[[ Supplied text, beginning ]]

On May 14, 2005, at 07:08 NPT, Delsalle set the world record for highest altitude landing of a helicopter when his Eurocopter AS350 Squirrel briefly touched down on the 8,848 m (29,029 ft) summit of Mount Everest. The flight and the summit landing were recorded by a multitude of cameras and other equipment to validate the record. After hovering over the summit with one skid on its snowpack for 3 minutes and 50 seconds, Delsalle returned to the Tenzing-Hillary Airport at Lukla, Nepal.

This accomplishment had required extensive testing on site, especially because of the low atmospheric pressure available to the helicopter rotors, winds over 299 km/h at these altitudes, and oxygen depletion for both Delsalle and his helicopter's engine. Delsalle had to find areas of downdrafts and updrafts to complete the flight, stating: "I found an updraft so strong that I could rise up with almost no power."

Delsalle repeated the Everest summit landing the next day, May 15, 2005, to prove that the previous day had not been simple luck. Conditions the second day were much more difficult, but Delsalle chose not to wait any longer so as not to squander the opportunity for 'conventional' climbers waiting to summit Everest during the limited good weather conditions available in May.

[[ Supplied text, end ]]
[[ Provided material, beginning ]]

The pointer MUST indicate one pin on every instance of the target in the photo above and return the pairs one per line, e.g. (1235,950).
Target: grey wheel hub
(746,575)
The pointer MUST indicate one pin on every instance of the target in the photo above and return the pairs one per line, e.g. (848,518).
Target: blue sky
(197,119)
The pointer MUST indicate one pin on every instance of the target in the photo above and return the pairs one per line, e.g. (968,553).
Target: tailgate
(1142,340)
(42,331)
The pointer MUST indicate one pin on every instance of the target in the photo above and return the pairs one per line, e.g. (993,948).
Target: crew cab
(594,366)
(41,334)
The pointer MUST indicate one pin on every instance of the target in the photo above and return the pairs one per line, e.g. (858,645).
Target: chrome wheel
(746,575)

[[ Provided material, end ]]

* _Exercise brief_
Extend the account of the helicopter landings on Everest, picking up right after its final sentence. The rows have no connection to the text about the Everest helicopter landing.

* _Answer to the problem_
Delsalle used a virtually standard version of the Eurocopter, only removing unnecessary elements, such as passenger seats, to reduce the standard weight by 120 kg and thus extend the fuel range by an additional hour.

== World records for helicopter flight ==

- Record of highest Landing, 8848 m, on the summit of Mount Everest, set May 14, 2005.
- Record of highest take-off, 8848 m, from the summit of Mount Everest, set May 14, 2005.
- Speed record of ascension to 3000 m, 2 min 21 sec, set April 14, 2005.
- Speed record of ascension to 6000 m, 5 min 06 sec, set April 14, 2005.
- Speed record of ascension to 9000 m, 9 min 26 sec, set April 14, 2005.